What the task requires: Rewrite the entries starting at the line containing "one marker per instance, written like [239,143]" and ending at the end of the entries, requests included. Multiply each coordinate in the answer points by 2.1 and round to whole numbers, with halves rounded up, leaving the numbers in the requests and their format samples unchanged.

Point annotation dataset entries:
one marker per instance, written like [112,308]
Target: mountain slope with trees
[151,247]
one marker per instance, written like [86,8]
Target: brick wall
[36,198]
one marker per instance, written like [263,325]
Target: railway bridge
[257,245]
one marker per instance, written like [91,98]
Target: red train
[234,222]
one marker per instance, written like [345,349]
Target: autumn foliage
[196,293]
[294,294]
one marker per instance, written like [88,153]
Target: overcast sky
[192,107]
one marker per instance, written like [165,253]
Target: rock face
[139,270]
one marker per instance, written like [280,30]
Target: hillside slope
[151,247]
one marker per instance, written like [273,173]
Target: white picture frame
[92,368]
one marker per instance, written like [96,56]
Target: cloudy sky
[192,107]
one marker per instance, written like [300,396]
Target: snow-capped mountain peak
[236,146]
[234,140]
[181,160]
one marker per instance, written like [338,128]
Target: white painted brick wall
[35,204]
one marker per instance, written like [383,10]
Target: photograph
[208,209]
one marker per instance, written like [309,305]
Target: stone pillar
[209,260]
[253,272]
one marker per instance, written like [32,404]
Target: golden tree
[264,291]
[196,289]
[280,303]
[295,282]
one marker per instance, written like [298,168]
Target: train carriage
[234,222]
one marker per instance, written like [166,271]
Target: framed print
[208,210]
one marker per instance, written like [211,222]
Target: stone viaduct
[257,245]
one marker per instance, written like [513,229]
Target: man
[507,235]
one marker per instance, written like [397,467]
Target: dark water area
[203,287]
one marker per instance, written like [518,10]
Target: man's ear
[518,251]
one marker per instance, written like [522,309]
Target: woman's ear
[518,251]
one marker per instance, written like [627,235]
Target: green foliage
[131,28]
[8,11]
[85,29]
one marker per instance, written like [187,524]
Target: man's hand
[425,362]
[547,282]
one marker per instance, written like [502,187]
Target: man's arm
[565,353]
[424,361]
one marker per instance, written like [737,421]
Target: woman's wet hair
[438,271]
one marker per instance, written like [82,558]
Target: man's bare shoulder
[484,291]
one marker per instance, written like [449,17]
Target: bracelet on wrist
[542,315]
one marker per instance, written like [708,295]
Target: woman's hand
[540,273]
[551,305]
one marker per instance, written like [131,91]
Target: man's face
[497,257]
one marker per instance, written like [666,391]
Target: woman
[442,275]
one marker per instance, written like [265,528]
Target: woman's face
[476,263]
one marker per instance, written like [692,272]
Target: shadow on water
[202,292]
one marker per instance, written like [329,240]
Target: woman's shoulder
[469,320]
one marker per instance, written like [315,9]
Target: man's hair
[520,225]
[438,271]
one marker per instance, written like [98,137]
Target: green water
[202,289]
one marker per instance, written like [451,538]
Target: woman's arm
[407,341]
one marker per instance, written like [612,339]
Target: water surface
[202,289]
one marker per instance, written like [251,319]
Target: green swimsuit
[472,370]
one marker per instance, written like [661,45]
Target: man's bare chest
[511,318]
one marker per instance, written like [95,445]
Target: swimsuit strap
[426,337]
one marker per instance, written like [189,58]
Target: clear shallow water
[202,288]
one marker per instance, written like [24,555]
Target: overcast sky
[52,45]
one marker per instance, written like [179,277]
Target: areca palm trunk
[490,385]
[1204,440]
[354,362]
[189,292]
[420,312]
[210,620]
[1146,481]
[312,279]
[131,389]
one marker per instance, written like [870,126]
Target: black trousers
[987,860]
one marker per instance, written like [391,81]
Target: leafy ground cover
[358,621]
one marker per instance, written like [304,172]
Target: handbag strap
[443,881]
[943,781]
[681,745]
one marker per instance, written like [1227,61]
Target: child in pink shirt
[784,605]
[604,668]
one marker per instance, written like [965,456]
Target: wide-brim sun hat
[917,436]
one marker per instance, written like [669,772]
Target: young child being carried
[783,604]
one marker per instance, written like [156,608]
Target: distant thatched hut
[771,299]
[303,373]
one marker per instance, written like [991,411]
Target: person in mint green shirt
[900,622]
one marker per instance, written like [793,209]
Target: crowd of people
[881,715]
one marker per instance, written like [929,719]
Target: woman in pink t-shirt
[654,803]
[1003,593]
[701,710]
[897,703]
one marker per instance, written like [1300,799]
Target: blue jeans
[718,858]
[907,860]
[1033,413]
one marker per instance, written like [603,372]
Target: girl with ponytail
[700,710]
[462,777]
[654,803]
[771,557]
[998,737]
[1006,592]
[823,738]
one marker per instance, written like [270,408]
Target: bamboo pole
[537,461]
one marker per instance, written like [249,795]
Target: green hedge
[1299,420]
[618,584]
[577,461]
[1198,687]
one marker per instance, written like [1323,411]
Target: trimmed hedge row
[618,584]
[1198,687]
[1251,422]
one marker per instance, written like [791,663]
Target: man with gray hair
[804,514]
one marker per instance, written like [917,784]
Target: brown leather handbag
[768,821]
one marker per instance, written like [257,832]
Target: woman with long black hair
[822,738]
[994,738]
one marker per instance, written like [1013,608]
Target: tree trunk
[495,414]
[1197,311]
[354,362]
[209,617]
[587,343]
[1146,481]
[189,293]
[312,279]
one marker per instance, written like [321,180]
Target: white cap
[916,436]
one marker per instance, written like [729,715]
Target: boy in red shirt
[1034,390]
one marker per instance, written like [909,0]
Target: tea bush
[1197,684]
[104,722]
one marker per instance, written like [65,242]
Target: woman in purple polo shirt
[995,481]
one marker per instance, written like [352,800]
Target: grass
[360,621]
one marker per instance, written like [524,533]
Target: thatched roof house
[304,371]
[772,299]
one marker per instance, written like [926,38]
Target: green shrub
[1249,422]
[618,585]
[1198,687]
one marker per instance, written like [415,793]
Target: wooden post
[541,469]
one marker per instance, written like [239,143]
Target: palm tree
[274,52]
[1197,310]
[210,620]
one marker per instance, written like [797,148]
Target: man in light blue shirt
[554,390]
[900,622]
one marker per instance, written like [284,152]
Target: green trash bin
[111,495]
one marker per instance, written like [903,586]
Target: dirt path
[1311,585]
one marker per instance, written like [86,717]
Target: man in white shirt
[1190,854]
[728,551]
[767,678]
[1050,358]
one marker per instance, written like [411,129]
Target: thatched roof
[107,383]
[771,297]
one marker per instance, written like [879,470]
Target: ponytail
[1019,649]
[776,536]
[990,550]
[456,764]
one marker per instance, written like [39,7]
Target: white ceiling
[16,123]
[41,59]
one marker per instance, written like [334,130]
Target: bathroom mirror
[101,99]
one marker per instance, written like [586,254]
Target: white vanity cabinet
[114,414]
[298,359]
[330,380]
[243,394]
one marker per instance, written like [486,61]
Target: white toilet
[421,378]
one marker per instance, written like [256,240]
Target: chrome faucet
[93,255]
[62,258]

In response:
one marker per instance, written like [239,143]
Target: palm tree
[575,109]
[2514,651]
[441,1302]
one marker per instance, written like [797,148]
Target: man in light blue shirt
[1163,819]
[1890,1306]
one marker per instance, written like [284,152]
Target: green trash bin
[233,1040]
one marker per instance, written like [903,586]
Target: dirt path
[2753,1229]
one marker per instance, written like [86,717]
Target: man in white shirt
[2499,1793]
[1529,1157]
[1611,1424]
[2205,752]
one marker per instance, written like [411,129]
Target: thatched roof
[225,804]
[1619,624]
one marker per instance, written like [879,470]
Target: ponytail
[2140,1363]
[1630,1126]
[2079,1155]
[958,1604]
one marker per instance, written like [39,7]
Target: white ceiling
[34,258]
[86,124]
one marker per instance, written like [334,130]
Target: bathroom mirror
[212,208]
one marker per instance, written like [586,254]
Target: white vanity cabinet
[239,869]
[626,754]
[693,798]
[510,827]
one marker per instance, written like [486,61]
Target: white toilet
[884,794]
one marker per instance, written like [256,240]
Target: chrome faucet
[195,536]
[130,542]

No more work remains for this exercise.